#### Work task 1:
Copy this passage from the market report word for word, beginning at the words "NYSE Volume 1,323,971,000" and stopping after "have been touting.".

#### Text:
<<<<
NYSE Volume 1,323,971,000
NASDAQ Volume 2,320,685,000


Commodities may have telegraphed the next move in stocks. After weeks of rallying, nearly all commodities sold off on the day, indicating that speculators are scurrying for safer havens in bonds and money markets. The catalyst may have been the ADP Employment Change report, which showed a loss of 532,000 private sector jobs lost in May, and also revised April from a loss of 491,000 to a 545,000 job loss. With the official Labor Department Non-Farms Payroll report for May due out prior to the market open on Friday, there is every possibility that the report will show further deterioration in the US employment market, not "incremental improvement" as the media and government officials have been touting.

Oil dropped $2.43, to settle at $66.12. Gold dipped $18.80, falling to $965.60. Even silver, the strongest commodity over the past three weeks, fell 65 cents, to $15.31 per ounce. Almost every commodity, from energy-related to foodstuffs, fell hard on the day. The grip of deflation is unmistakable.
>>>>
#### Provided entries:
<<<<
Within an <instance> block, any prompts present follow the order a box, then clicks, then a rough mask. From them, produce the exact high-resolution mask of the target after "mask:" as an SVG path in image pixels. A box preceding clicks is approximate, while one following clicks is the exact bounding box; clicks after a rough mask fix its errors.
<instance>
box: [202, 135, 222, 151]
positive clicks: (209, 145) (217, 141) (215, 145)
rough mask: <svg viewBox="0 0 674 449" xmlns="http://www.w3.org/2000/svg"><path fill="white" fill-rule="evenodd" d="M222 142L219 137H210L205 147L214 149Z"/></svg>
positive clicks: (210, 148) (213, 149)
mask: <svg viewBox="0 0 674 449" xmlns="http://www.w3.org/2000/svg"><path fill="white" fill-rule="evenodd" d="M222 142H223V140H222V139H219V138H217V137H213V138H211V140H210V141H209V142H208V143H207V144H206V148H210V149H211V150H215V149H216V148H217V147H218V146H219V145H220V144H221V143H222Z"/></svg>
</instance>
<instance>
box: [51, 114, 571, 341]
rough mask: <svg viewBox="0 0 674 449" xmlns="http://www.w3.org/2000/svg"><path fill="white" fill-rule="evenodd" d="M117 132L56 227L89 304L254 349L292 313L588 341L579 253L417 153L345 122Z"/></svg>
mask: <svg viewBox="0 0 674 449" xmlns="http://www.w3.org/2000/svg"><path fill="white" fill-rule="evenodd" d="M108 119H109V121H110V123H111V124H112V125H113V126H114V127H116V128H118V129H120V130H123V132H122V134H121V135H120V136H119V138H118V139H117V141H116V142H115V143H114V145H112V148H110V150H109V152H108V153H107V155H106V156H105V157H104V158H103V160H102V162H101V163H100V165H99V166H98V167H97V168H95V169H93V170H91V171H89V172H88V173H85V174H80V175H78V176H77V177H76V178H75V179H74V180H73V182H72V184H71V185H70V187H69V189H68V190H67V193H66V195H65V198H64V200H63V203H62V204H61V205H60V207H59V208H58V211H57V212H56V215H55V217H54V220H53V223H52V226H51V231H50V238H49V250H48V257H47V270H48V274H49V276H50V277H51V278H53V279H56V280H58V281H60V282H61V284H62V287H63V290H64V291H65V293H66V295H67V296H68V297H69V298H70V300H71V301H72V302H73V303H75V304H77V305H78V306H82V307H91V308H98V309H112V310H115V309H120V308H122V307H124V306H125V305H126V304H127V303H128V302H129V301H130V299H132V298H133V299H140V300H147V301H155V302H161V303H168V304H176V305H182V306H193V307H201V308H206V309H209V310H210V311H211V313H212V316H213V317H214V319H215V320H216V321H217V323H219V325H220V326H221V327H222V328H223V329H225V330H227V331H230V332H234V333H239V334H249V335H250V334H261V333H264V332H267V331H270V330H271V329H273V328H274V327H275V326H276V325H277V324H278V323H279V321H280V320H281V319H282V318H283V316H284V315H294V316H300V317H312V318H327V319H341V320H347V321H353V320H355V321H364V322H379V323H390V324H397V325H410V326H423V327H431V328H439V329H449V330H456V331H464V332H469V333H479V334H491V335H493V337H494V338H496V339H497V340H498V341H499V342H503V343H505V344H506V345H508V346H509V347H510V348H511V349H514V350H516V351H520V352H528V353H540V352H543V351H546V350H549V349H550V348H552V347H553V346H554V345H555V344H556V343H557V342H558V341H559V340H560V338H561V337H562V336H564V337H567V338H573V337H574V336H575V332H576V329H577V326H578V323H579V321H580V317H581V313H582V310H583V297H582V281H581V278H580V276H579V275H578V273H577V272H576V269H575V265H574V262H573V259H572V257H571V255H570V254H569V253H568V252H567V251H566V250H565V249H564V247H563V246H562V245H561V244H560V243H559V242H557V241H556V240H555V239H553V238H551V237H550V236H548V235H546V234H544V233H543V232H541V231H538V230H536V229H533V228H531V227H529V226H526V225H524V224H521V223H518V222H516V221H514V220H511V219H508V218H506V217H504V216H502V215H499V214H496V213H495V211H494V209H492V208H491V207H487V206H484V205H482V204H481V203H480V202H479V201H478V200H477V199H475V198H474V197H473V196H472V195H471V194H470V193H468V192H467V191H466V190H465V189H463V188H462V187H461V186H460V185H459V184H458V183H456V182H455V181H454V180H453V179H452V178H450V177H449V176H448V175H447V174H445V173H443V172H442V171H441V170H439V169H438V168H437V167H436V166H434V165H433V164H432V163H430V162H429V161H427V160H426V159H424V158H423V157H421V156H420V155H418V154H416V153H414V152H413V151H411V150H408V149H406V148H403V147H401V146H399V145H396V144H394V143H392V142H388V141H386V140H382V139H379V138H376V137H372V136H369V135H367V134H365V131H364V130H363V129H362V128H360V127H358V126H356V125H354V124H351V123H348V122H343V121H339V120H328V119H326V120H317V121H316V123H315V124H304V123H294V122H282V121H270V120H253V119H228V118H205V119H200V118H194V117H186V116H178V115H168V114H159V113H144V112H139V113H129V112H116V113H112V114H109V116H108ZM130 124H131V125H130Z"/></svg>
>>>>
<<<<
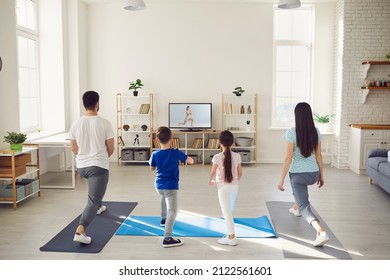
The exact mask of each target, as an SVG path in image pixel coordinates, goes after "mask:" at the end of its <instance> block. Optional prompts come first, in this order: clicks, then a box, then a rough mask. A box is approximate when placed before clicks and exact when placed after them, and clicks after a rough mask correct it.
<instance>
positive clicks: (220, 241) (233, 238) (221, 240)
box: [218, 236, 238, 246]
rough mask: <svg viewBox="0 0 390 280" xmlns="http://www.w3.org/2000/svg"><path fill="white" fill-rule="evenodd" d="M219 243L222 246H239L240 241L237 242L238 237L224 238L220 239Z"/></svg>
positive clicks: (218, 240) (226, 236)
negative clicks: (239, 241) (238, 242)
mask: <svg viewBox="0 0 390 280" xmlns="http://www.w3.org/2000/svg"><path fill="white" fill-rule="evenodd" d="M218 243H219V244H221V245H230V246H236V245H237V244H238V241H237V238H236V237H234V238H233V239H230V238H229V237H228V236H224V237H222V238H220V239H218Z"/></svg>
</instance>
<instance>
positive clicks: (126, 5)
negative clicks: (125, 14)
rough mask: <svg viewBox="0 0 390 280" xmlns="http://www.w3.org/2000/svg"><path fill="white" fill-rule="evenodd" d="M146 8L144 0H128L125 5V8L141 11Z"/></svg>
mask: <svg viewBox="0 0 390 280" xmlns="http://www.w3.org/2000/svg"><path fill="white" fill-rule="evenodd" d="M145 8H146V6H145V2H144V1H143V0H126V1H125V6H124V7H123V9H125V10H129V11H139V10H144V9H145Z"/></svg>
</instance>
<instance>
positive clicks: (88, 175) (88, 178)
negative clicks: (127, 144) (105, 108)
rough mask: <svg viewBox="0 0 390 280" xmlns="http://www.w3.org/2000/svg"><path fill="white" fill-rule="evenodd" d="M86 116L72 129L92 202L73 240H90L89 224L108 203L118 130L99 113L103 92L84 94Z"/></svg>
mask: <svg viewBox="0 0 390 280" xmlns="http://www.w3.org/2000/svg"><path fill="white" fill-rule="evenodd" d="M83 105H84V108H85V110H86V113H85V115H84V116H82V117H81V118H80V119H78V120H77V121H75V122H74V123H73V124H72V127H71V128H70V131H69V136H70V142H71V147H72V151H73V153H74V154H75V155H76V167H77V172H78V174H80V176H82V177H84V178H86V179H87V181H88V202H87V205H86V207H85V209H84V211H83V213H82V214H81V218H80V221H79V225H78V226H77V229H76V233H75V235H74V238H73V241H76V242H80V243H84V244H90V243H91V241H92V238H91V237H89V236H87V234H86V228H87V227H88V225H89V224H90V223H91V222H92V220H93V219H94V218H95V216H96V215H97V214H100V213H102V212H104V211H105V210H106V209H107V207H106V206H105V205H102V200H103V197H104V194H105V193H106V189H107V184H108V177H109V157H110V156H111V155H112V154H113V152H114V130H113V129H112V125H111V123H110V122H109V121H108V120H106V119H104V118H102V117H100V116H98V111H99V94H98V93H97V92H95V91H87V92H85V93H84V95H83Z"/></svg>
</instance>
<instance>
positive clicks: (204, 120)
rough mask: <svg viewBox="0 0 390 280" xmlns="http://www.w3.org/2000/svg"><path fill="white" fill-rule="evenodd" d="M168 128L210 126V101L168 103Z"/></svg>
>>>>
#### Work task 2:
From the records, repeat the lines beginning at the one that has "243L222 246H239L240 241L237" and stopping after the one that has "positive clicks: (218, 240) (226, 236)", exactly as they appear there.

#### Your response 1:
NYSE Volume 1,323,971,000
NASDAQ Volume 2,320,685,000


Commodities may have telegraphed the next move in stocks. After weeks of rallying, nearly all commodities sold off on the day, indicating that speculators are scurrying for safer havens in bonds and money markets. The catalyst may have been the ADP Employment Change report, which showed a loss of 532,000 private sector jobs lost in May, and also revised April from a loss of 491,000 to a 545,000 job loss. With the official Labor Department Non-Farms Payroll report for May due out prior to the market open on Friday, there is every possibility that the report will show further deterioration in the US employment market, not "incremental improvement" as the media and government officials have been touting.

#### Your response 2:
rough mask: <svg viewBox="0 0 390 280" xmlns="http://www.w3.org/2000/svg"><path fill="white" fill-rule="evenodd" d="M219 243L222 246H239L240 241L237 242L238 237L224 238L220 239Z"/></svg>
positive clicks: (218, 240) (226, 236)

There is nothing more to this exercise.